══ Texte à lire ══
La deuxième : la déclaration avance des arguments d’homme de paille pour saper le travail de BDS et les organisateurs de BDS. L’un de ces arguments insinue qu’une direction palestinienne menaçante du BDS interdit la promotion d’un programme pour un État unique. Cet argument est mensonger, et politiquement stupide. Certains, dans cette direction BDS, à titre personnel, furent pendant des décennies parmi les plus constants à défendre la solution pour un État unique démocratique, mais à l’extérieur du cadre BDS. Certains d’entre nous dans le mouvement étudiant ont eux aussi été partisans d’une solution pour un État unique et travaillent activement à cette question. En outre, tous les membres du Groupe pour un État démocratique, basé à Gaza, sont des militants de BDS. Cependant, demander au mouvement BDS de proposer une solution avant même que ne soient remplies les conditions pour que le peuple palestinien puisse décider de la solution ultime est non seulement antidémocratique mais encore manquant totalement de perspicacité.
═══
══ Données fournies ══
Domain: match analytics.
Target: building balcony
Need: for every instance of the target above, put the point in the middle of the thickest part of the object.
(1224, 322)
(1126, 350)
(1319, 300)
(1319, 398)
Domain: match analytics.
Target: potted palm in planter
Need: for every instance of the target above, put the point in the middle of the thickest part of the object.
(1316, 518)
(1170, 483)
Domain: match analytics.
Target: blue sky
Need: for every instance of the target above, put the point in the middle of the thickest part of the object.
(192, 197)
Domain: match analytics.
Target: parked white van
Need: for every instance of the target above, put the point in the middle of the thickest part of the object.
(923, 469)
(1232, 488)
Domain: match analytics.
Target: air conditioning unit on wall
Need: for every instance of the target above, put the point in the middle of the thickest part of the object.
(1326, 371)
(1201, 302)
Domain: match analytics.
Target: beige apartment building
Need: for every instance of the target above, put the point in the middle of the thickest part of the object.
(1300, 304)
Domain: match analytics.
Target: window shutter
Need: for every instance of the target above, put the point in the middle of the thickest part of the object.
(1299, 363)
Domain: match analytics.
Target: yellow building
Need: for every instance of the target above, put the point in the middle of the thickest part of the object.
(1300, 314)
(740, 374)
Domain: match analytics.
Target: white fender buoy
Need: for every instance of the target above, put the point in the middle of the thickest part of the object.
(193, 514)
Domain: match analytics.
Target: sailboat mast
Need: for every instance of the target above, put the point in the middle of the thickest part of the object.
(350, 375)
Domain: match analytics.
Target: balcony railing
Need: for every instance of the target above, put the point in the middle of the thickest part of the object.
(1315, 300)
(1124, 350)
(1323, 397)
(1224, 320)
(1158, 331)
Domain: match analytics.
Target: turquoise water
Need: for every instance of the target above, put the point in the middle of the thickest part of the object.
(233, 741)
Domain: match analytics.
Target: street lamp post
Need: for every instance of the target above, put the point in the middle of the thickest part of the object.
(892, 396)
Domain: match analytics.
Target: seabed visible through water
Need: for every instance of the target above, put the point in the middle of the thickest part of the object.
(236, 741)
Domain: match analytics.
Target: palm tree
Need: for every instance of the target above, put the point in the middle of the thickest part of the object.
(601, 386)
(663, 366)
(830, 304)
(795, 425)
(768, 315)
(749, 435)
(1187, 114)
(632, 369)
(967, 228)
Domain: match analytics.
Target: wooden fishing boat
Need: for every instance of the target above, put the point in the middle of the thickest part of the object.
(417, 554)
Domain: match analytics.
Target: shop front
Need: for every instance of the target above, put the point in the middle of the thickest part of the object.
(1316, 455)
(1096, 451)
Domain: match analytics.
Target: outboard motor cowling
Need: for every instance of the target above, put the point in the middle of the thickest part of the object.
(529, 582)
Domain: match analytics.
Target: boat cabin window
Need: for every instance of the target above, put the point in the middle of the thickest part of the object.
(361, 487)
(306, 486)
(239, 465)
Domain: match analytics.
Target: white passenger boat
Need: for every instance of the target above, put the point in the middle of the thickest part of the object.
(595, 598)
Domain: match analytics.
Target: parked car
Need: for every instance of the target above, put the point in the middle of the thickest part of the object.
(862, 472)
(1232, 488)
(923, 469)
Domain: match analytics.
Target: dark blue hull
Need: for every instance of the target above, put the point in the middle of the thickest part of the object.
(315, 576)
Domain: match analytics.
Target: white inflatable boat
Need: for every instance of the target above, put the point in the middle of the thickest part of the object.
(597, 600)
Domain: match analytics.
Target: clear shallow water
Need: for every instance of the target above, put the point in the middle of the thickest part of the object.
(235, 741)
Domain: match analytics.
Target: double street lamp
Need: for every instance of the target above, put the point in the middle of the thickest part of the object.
═══
**Travail demandé**
1) Réécrivez en CSV à deux colonnes, entree et sortie, les lignes fournies, du début jusqu'à la ligne contenant "(1170, 483)", celle-ci comprise. Mettez une ligne CSV par bloc commençant par « Domain: », avec son texte dans entree et ses points dans sortie, chaque champ entre guillemets et les sauts de ligne remplacés par des espaces.
2) Poursuivez le texte sur le mouvement BDS après sa dernière phrase.
Le texte et les lignes fournies n'ont aucun rapport entre eux.

**Réponses successives**
1)
entree,sortie
"Domain: match analytics. Target: building balcony Need: for every instance of the target above, put the point in the middle of the thickest part of the object.","(1224, 322) (1126, 350) (1319, 300) (1319, 398)"
"Domain: match analytics. Target: potted palm in planter Need: for every instance of the target above, put the point in the middle of the thickest part of the object.","(1316, 518) (1170, 483)"

2)
Le mouvement BDS est invariablement et totalement neutre sur la question de la solution politique à ce conflit colonial et cela, pour plusieurs raisons :

  1. Il n’existe absolument aucun consensus chez les Palestiniens en faveur d’une solution pour un État unique, ou pour deux États. Les sondages d’opinion montrent des flux et reflux à ce sujet qui sont liés aux développements politiques. C’est une réalité qui doit être prise au sérieux par tout mouvement orienté vers un consensus populaire, comme le BDS.
  2. Le BDS n’est pas, et n’a jamais prétendu être, la direction politique du peuple palestinien et par conséquent, il ne peut décider au nom du peuple à quoi doit ressembler un résultat politique acceptable à notre lutte. Autodétermination veut dire que c’est le peuple palestinien (y compris les Palestiniens du territoire de 1948 et les réfugiés) qui doit déterminer démocratiquement quelle solution est jugée acceptable et juste. Un groupe anonyme de militants étudiants à New York, ne leur en déplaise, ne s’inscrit pas dans un processus décisionnel pour déterminer quel doit être l’avenir du peuple palestinien.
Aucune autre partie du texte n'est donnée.